Work instructions — Copy out the full methods text below on Polθ subcellular distribution and domain expression, word for word.
BEGIN Source document
Subcellular distribution of Polθ in the cytoplasm and nucleus

Cytoplasmic and nuclear proteins from BmN cells were extracted following the protocol provided by the Nuclear and Cytoplasmic Protein Extraction Kit (Beyotime, China). Western blot was performed to verify the separation of cytoplasmic and nuclear fractions using primary antibodies against H3 (Proteintech, USA) and tubulin (Proteintech, USA) at a 1:1000 dilution, with HRP-labeled goat anti-mouse IgG (Proteintech, USA) at a 1:5000 dilution as the secondary antibody. A total of 50 μg of protein was loaded per lane. To investigate the subcellular distribution of Polθ between the nucleus and cytoplasm, an anti-Polθ antibody (Huabio, China) was utilized as the primary antibody, and the HRP-labeled goat anti-rabbit IgG at a 1:5000 dilution (Proteintech, USA) served as the secondary antibody.

Expression of the domains located in Polθ expressed by Escherichia coli

The domain of Polθ is predicted by InterPro (https://www.ebi.ac.uk/interpro/). The DExH-box (96-299 aa), Ski2 family (298-503 aa), HTH (497-586 aa), HLD (613-773 aa), and polymerase (1434-1823 aa) domains encoding DNA sequences were synthesized by Genscript (China), and cloned into EcoRI and HindIII sites of the vector pET-28 a (+) (Invitrogen, USA) to construct the plasmids pET28-DExH, pET28-Ski2, pET28-HTH, pET28-HLD, and pET28-polymerase. The recombinant plasmid was transformed into E. coli strain BL21 (DE3) (GenScript, China). E. coli transformed with pET28a (+) as a negative control. After induction with IPTG at a final concentration of 1 mmol/L (Supplementary Fig. 6C), the total protein from the induced bacterial cells was collected. The recombinant proteins DExH-box, Ski2 family, HTH, HLD, and polymerase were purified using Ni-NTA agarose (Beyotime, China) according to the manufacturer′s instructions, separately. The refolding of the recombinant proteins was carried out by dialysis in TGN buffer (50 mM Tris-base, 0.5 mM EDTA, 50 mM NaCl, 1% arginine, 10% glycerol, 5 mM GSSG, and 2 mM DTT), then subjected to SDS-PAGE with 5% stacking gel and 10% separating gel. Western blot was conducted using a mouse anti-6×His tag (Proteintech, USA) antibody as the primary antibody, and an HRP-labeled goat anti-mouse IgG (Proteintech, USA) was used as the secondary antibody.
END Source document
BEGIN Provided records
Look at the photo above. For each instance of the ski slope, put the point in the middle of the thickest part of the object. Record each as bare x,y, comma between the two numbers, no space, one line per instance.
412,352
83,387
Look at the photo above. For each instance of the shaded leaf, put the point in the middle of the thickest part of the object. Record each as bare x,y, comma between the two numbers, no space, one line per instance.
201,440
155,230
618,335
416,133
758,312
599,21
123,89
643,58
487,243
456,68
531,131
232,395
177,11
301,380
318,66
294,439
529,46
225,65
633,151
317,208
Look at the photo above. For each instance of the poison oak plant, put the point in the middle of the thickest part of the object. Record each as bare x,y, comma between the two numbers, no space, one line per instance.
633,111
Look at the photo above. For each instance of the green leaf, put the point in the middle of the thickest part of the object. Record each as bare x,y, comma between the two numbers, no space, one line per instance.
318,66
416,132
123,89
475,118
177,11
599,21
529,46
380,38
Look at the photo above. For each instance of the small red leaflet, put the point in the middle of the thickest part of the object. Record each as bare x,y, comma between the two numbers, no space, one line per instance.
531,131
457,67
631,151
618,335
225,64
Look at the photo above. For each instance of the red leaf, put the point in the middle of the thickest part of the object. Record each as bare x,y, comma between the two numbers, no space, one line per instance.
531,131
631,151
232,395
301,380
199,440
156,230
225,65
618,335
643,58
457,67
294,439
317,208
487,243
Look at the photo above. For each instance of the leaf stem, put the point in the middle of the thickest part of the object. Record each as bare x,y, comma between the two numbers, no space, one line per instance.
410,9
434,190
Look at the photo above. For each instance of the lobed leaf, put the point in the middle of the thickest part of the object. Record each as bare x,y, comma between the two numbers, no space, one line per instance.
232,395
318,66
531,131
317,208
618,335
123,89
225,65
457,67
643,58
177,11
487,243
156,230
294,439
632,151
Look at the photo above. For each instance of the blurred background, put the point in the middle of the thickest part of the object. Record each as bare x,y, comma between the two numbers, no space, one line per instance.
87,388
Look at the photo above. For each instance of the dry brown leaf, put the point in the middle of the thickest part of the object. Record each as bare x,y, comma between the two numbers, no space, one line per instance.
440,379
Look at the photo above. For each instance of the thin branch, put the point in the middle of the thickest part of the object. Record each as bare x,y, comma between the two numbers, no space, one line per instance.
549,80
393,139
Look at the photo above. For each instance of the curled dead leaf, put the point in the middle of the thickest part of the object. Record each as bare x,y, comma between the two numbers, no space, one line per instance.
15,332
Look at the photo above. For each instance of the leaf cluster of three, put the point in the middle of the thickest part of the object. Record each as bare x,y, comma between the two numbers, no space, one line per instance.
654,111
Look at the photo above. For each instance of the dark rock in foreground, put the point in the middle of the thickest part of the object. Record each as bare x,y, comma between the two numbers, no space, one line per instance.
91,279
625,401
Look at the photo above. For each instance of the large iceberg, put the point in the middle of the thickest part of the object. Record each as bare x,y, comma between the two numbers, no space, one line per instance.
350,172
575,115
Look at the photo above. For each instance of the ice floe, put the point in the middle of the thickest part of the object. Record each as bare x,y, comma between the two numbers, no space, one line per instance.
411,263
END Provided records
Result for this task —
Subcellular distribution of Polθ in the cytoplasm and nucleus

Cytoplasmic and nuclear proteins from BmN cells were extracted following the protocol provided by the Nuclear and Cytoplasmic Protein Extraction Kit (Beyotime, China). Western blot was performed to verify the separation of cytoplasmic and nuclear fractions using primary antibodies against H3 (Proteintech, USA) and tubulin (Proteintech, USA) at a 1:1000 dilution, with HRP-labeled goat anti-mouse IgG (Proteintech, USA) at a 1:5000 dilution as the secondary antibody. A total of 50 μg of protein was loaded per lane. To investigate the subcellular distribution of Polθ between the nucleus and cytoplasm, an anti-Polθ antibody (Huabio, China) was utilized as the primary antibody, and the HRP-labeled goat anti-rabbit IgG at a 1:5000 dilution (Proteintech, USA) served as the secondary antibody.

Expression of the domains located in Polθ expressed by Escherichia coli

The domain of Polθ is predicted by InterPro (https://www.ebi.ac.uk/interpro/). The DExH-box (96-299 aa), Ski2 family (298-503 aa), HTH (497-586 aa), HLD (613-773 aa), and polymerase (1434-1823 aa) domains encoding DNA sequences were synthesized by Genscript (China), and cloned into EcoRI and HindIII sites of the vector pET-28 a (+) (Invitrogen, USA) to construct the plasmids pET28-DExH, pET28-Ski2, pET28-HTH, pET28-HLD, and pET28-polymerase. The recombinant plasmid was transformed into E. coli strain BL21 (DE3) (GenScript, China). E. coli transformed with pET28a (+) as a negative control. After induction with IPTG at a final concentration of 1 mmol/L (Supplementary Fig. 6C), the total protein from the induced bacterial cells was collected. The recombinant proteins DExH-box, Ski2 family, HTH, HLD, and polymerase were purified using Ni-NTA agarose (Beyotime, China) according to the manufacturer′s instructions, separately. The refolding of the recombinant proteins was carried out by dialysis in TGN buffer (50 mM Tris-base, 0.5 mM EDTA, 50 mM NaCl, 1% arginine, 10% glycerol, 5 mM GSSG, and 2 mM DTT), then subjected to SDS-PAGE with 5% stacking gel and 10% separating gel. Western blot was conducted using a mouse anti-6×His tag (Proteintech, USA) antibody as the primary antibody, and an HRP-labeled goat anti-mouse IgG (Proteintech, USA) was used as the secondary antibody.